_提示テキスト:_
= = = =

⑧知らざるを知らずと為す。是れ知るなり。
【意味】
孔子がおっしゃっるには、「由(=子路)に「物事を知る」とは何か教えよう。自分が知っていることは「知っている」として、知らないことは「知らない」と素直になることが、(本当の)「知る」ということだ。」と。
【原文】
子曰、「由、誨女知之乎。知之為知之、不知為不知。是知也。」
【書き下し】
子曰く、「由、女(なんじ)に之を知るを誨(おし)えんか。之を知るを之を知ると為し、知らざるを知らずと為す。是れ知るなり。」と。
【解説】
・見栄を張って知ったかぶりをすることを戒める。
・「知る」とはどういうことなのかを説いた言葉。
・特に、人がしばしば知ったふりをしていることに対する戒めの言葉でもある。なんでも知っている事が素晴らしいのではなく、知らないことは知らないと言えるのが本当に素晴らしいことである。
2、道徳・人間関係に関する名言
①己の欲せざる所、人に施す勿れ。
【意味】
子貢が孔子に質問した。「死ぬまで行うべきことを一言で表すなら、どのように表せますか?」と。孔子はこう答えた。「それは「恕」だね。自分がされたくないことを他者にしないようにすることだ。」と。
【原文】
子貢問曰、「有一言而可以終身行之者乎。」子曰、「其恕乎。己所不欲、勿施於人。」
【書き下し】
子貢 問いて曰く、「一言にして以て終身 之を行うべき者有るか。」と。子曰く、「其れ恕か。己の欲せざる所、人に施すこと勿れ。」と。
【解説】
・自分がされたくないことを他者にすべきではないことを述べる。
・非常にシンプルながらも実践が難しい内容の言葉。あなたは、「自分がされたくないことを他者にしてしまった経験」はありますか?機嫌が悪くて八つ当たりしたり、愚痴を言ったり、傷付けたり、他者からの優しさに感謝しなかったり…大概の人はあるのではないでしょうか。

= = = =

_取り組む課題:_
1. 論語の名言を解説した文章で、死ぬまで行うべきことを問う子貢に対し、孔子は何と答えたか。
2. 論語の名言を解説した文章に照らして、次の(a)〜(c)がそれぞれ合っているかを「はい」か「いいえ」で答え、根拠となる本文の語句をそのまま引用せよ。
(a) 「知らざるを知らずと為す。是れ知るなり。」は、孔子が由(子路)に向けて語った言葉である。
(b) 解説では、なんでも知っていることこそが本当に素晴らしいとされている。
(c) 「己の欲せざる所、人に施す勿れ。」は、実践しやすい言葉だと解説されている。
3. 論語の名言を解説した文章の続きを、最後の文のあとから書き進めよ。

= = = =

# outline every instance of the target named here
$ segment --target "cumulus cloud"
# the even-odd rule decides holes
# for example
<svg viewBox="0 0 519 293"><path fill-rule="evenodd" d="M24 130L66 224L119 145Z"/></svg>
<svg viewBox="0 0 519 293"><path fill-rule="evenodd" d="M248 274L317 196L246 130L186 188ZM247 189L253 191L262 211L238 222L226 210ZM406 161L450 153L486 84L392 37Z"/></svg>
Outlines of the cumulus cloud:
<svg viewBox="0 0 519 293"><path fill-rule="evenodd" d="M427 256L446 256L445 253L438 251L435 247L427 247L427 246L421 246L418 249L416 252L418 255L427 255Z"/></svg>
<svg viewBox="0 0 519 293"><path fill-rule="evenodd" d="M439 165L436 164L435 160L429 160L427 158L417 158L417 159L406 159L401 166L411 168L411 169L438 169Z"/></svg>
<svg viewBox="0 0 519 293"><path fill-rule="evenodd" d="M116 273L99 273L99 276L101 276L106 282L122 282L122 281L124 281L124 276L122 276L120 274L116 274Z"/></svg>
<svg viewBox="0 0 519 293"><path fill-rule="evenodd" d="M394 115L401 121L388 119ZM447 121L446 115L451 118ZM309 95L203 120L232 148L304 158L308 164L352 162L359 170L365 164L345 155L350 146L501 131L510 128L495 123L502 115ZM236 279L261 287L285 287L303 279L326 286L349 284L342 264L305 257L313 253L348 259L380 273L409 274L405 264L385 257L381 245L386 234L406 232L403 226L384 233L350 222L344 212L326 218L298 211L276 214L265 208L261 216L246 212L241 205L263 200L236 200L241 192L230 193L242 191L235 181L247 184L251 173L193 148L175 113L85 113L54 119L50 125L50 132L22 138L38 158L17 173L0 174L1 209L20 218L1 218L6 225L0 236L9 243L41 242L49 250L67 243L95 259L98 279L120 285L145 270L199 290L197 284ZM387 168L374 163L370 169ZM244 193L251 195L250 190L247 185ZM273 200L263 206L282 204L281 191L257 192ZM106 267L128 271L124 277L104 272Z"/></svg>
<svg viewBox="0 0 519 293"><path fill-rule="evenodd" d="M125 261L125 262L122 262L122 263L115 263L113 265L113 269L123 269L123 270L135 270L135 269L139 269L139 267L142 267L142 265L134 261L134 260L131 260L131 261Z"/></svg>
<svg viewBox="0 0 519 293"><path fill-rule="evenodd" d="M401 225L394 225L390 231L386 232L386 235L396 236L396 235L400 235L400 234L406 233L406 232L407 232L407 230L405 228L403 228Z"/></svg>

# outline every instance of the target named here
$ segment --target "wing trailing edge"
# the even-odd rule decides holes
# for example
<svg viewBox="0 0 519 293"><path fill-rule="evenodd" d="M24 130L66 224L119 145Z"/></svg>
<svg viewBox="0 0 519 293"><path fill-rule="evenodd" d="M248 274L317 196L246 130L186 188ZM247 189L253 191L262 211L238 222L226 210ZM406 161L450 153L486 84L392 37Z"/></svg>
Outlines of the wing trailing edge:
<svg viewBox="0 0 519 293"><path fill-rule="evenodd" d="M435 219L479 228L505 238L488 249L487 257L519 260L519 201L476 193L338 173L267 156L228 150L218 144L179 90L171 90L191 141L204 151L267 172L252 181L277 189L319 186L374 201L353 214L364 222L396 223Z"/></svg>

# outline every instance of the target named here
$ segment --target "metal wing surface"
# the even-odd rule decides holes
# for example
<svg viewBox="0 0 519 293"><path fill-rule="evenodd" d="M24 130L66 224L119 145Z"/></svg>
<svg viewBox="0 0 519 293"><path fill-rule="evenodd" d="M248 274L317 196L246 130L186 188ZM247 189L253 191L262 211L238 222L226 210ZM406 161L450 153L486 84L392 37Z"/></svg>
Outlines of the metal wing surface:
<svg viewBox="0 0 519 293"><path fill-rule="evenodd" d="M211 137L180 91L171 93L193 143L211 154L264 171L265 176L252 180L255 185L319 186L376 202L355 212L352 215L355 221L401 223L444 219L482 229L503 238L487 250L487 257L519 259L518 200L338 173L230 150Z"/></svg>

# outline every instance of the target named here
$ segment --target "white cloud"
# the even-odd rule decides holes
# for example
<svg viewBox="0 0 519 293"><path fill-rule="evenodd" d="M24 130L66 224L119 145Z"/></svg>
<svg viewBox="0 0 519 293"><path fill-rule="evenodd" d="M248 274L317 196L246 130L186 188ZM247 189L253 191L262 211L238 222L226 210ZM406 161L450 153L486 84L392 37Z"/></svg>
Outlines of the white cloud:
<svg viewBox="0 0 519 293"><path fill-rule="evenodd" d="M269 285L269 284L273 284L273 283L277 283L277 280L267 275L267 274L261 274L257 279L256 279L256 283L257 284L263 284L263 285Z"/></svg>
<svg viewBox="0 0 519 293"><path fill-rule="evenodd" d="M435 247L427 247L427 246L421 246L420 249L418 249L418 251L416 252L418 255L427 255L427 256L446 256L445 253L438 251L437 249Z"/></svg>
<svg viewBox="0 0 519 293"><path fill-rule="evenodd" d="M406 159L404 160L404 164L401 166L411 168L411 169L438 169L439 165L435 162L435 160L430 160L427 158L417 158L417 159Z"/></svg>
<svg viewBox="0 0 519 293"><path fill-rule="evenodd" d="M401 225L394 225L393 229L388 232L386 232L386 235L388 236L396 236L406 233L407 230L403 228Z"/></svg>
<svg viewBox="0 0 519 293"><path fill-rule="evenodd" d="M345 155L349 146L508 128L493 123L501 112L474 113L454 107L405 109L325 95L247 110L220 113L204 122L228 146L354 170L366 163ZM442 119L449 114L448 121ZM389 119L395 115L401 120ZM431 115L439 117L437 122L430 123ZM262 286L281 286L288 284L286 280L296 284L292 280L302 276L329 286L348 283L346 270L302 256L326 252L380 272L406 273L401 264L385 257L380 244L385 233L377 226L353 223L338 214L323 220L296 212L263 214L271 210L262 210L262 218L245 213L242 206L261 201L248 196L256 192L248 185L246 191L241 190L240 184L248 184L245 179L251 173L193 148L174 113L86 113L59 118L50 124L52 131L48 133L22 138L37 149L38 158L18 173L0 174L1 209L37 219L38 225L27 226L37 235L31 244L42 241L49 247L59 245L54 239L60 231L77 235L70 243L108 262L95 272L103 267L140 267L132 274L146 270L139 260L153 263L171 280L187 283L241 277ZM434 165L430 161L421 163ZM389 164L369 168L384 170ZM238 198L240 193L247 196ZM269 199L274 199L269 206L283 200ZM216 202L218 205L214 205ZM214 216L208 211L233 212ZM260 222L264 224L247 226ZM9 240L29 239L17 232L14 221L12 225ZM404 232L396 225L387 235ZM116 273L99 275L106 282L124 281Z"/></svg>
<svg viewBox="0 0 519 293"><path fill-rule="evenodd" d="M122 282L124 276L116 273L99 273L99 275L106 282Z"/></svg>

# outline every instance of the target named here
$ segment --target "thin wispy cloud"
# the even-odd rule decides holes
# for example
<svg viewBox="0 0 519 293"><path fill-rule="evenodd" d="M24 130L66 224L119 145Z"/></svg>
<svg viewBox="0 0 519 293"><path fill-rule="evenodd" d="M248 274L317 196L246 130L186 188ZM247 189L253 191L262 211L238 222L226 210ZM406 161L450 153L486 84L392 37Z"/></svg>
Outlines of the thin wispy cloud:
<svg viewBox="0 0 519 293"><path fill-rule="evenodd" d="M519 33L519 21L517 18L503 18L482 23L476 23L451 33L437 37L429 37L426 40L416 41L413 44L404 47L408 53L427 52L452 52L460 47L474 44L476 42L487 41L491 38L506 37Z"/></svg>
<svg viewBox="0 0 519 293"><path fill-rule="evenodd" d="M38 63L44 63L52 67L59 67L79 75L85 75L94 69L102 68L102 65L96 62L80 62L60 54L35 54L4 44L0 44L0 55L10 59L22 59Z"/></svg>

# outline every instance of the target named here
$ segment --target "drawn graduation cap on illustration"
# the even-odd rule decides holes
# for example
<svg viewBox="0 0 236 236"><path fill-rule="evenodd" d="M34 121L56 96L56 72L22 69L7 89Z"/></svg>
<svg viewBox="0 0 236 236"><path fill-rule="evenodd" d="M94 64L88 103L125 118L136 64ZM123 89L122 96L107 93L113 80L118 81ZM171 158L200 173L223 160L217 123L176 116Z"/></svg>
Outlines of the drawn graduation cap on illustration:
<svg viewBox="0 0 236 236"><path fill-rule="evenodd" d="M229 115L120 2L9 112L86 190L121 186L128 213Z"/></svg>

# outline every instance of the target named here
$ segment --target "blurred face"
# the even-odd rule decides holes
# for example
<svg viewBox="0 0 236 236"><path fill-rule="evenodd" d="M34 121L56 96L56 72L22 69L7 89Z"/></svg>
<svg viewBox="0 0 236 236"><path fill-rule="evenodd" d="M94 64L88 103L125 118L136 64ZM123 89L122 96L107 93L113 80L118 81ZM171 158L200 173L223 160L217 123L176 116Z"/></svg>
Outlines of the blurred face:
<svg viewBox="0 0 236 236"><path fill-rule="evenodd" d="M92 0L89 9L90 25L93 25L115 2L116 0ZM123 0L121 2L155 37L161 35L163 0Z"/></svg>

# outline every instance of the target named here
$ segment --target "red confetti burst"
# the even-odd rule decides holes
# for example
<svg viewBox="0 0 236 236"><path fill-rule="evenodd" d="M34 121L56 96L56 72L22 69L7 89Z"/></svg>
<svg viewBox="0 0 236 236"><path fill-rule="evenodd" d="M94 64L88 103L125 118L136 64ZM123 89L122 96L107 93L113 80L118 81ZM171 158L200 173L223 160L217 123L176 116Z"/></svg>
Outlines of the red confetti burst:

= = = =

_課題ごとの解答:_
1. 「恕」と答えた。

2.
(a) はい。「由(=子路)に「物事を知る」とは何か教えよう。」
(b) いいえ。「なんでも知っている事が素晴らしいのではなく、知らないことは知らないと言えるのが本当に素晴らしいことである。」
(c) いいえ。「非常にシンプルながらも実践が難しい内容の言葉。」

3.
・中々完璧に行うのは難しいですが、常に心がけておくと、少しは自分がされたくないことを他人にしてしまう機会が減るかも?
②備わらんことを一人(いちにん)に求むる無かれ。
【意味】
周公は魯(ろ)の君主(となる息子)にこう訓戒された。「立派な人物は、親族を忘れないものである。大臣に対しては上手く用いて恨みを買わないようにしなさい。昔からの知人は、大罪を犯していないのなら見棄ててはならない。一人に対して完璧を求めてはならない。」と。
※周公…魯を建国した人物。孔子が理想とした。
【原文】
周公謂魯公曰、「君子不施其親、不使大臣怨乎不以、故旧無大故、則不棄也、無求備於一人。」
【書き下し】
周公 魯公に謂いて曰く、「君子は其の親(しん)を施(す)てず。大臣をして以(もち)いざるに怨みしめず。故旧(こきゅう) 大故(たいこ)無ければ、則ち棄てざるなり。備わらんことを一人(いちにん)に求むる無かれ。」と。
【解説】
・他者にあれこれ求めることを戒める言葉。
・人は、ついつい他人の欠点や至らない所ばかりに目を向け、批判的になりがちです。特に親や教師、上司という立場ならなおさらです。しかし、完璧な人間など存在しませんし、悪い所ばかりの人間も存在しません。
→視野を広く持ち、寛容に他者と接すれば、人間関係がうまくいくかもしれません。
③君子は人の美を成す。
【意味】
孔子がおっしゃるには、「立派な人物は、他者の良い所を(褒めて)伸ばそうとし、悪い所は指摘しない。未熟な人間は、これの反対の言動を取ってしまう。」と。
【原文・書き下し】
子曰、「君子成人之美、不成人之悪、小人反是。」
子曰く、「君子は人の美を成し、人の悪を成さず。小人は是れに反す。」と。(先進篇)
【解説】
・他人の短所ばかりに目を向けて批判するのではなく、長所に目を向けて褒めるべきことを述べる。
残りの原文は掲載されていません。